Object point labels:
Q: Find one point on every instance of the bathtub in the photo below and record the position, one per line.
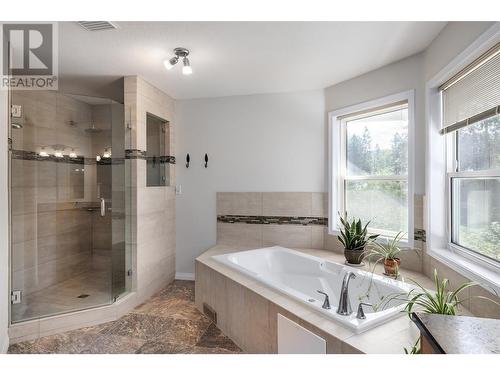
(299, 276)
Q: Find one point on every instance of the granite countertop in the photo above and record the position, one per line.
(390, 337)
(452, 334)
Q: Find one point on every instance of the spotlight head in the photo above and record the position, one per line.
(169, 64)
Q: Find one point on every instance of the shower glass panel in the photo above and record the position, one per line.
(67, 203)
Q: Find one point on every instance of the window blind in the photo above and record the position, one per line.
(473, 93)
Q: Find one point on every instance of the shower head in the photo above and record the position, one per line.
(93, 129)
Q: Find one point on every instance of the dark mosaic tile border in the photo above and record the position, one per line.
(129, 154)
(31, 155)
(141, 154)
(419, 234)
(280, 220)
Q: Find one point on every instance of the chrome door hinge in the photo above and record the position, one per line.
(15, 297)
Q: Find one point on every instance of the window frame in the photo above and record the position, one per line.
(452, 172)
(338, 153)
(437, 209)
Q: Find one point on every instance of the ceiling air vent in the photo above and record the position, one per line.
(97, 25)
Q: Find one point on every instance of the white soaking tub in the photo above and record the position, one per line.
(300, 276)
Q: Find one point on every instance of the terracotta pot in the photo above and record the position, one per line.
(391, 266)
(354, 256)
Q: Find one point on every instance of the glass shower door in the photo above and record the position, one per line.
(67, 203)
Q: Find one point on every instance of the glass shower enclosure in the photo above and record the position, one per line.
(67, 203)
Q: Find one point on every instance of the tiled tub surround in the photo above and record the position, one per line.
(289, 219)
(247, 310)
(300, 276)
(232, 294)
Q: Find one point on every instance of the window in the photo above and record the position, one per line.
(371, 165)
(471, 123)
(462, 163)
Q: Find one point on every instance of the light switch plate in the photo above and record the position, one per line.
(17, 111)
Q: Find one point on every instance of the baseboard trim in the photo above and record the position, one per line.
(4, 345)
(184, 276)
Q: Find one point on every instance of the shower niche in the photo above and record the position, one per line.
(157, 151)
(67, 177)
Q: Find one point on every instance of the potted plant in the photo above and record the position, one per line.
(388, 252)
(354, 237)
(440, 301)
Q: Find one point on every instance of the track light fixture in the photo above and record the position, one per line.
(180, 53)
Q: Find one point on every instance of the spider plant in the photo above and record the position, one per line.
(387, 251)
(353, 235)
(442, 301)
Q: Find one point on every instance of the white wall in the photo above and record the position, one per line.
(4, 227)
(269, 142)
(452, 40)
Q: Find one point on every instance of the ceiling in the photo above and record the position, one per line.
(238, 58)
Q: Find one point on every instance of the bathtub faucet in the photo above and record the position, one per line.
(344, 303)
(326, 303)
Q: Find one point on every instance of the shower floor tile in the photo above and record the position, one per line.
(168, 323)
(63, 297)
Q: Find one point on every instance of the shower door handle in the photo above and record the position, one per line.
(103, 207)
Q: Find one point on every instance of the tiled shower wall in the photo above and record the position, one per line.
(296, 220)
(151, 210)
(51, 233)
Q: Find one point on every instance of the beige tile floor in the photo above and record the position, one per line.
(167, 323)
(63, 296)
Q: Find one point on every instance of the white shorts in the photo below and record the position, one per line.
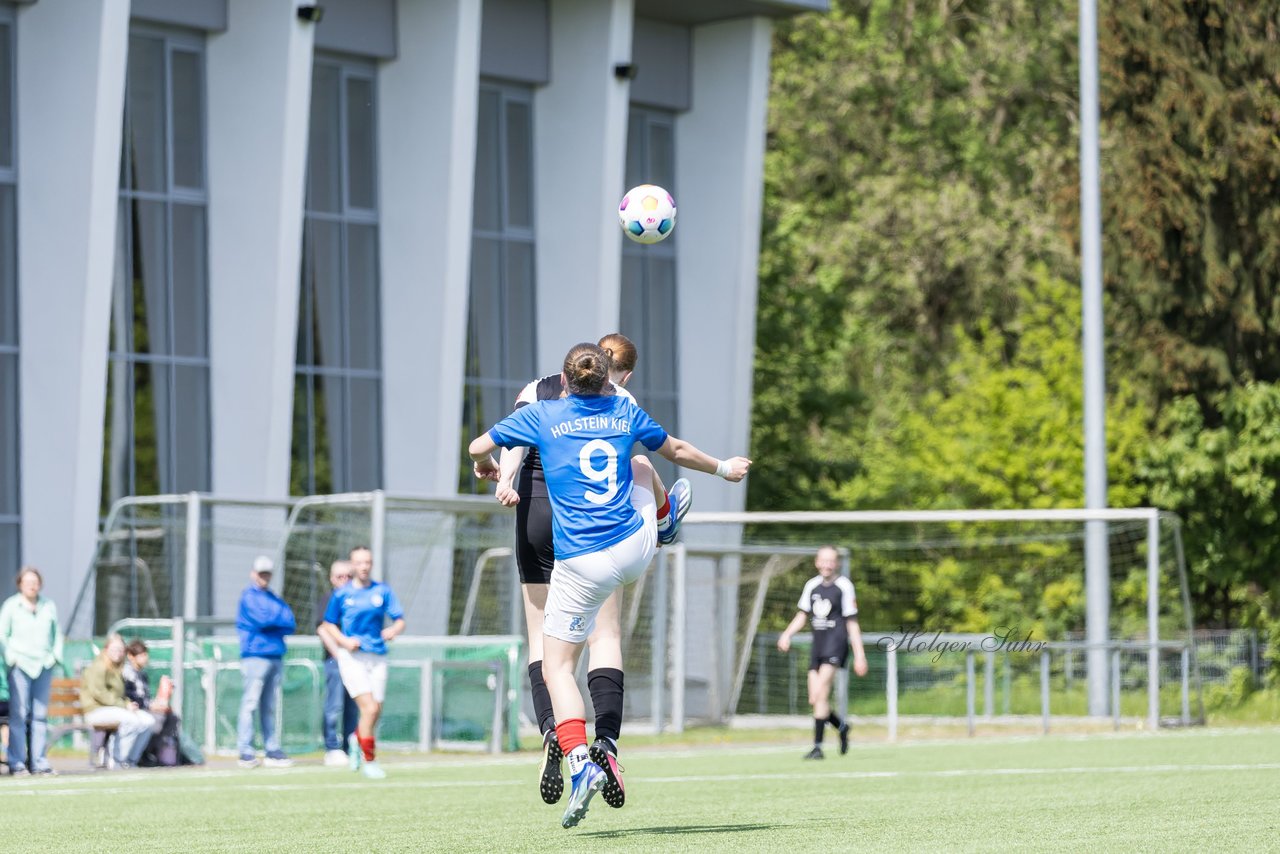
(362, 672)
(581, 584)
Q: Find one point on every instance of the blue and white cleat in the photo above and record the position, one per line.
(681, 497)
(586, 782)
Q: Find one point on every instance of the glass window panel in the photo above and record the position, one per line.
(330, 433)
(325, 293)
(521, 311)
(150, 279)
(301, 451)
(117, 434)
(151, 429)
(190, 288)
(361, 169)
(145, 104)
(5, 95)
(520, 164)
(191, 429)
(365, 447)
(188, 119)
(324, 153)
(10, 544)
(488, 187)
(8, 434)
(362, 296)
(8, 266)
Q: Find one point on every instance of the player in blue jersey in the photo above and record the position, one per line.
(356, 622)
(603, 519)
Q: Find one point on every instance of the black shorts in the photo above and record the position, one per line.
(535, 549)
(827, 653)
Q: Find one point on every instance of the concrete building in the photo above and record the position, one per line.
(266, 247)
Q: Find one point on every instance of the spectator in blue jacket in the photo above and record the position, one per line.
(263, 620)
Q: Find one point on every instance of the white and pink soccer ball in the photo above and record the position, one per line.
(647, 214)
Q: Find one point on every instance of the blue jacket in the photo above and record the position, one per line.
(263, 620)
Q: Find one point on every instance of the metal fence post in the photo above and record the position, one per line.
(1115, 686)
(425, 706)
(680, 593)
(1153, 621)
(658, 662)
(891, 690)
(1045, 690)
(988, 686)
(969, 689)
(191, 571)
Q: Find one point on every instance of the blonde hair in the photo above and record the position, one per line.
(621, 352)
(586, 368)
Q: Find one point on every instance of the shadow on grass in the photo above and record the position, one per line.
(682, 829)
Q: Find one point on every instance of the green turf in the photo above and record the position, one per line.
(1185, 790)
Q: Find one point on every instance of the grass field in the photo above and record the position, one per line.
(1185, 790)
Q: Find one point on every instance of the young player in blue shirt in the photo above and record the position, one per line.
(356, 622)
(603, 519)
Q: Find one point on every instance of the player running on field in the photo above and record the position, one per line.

...

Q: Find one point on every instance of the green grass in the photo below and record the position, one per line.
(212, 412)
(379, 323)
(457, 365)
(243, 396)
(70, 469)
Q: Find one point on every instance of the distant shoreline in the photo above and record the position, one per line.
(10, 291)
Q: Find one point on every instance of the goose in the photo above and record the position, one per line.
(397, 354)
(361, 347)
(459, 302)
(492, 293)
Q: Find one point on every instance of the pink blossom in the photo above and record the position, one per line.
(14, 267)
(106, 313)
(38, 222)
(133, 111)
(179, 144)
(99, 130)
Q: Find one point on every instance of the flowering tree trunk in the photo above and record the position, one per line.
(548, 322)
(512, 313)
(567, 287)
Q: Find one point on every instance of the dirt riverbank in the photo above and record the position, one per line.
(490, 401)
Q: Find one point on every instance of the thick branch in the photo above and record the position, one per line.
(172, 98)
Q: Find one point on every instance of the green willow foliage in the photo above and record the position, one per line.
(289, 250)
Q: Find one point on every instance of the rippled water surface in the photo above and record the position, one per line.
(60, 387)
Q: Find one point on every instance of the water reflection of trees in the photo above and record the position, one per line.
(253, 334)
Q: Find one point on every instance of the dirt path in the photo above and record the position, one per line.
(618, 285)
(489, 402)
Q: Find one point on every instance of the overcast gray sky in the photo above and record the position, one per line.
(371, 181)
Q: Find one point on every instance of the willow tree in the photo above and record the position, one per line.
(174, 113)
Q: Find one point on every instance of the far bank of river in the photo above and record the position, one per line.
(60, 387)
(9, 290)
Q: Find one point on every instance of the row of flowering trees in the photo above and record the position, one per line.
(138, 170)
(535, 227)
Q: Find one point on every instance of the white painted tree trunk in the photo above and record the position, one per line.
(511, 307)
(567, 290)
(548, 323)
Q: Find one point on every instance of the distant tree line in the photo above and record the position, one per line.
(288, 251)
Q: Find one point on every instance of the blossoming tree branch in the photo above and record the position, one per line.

**Your task:** Can you give the lines of data between the one holding "Q: Find one point on every instance of the distant tree" and the one holding "Q: Find one point on every instance of the blossoming", inclusive, substituting "log" for "record" and leaving everything else unchanged?

**Response to the task:**
Q: Find one point on every instance of the distant tree line in the photo above and log the position, one per line.
(288, 251)
Q: Find one point on every instance of the blossoming tree branch in the photo above and log the position, one per line.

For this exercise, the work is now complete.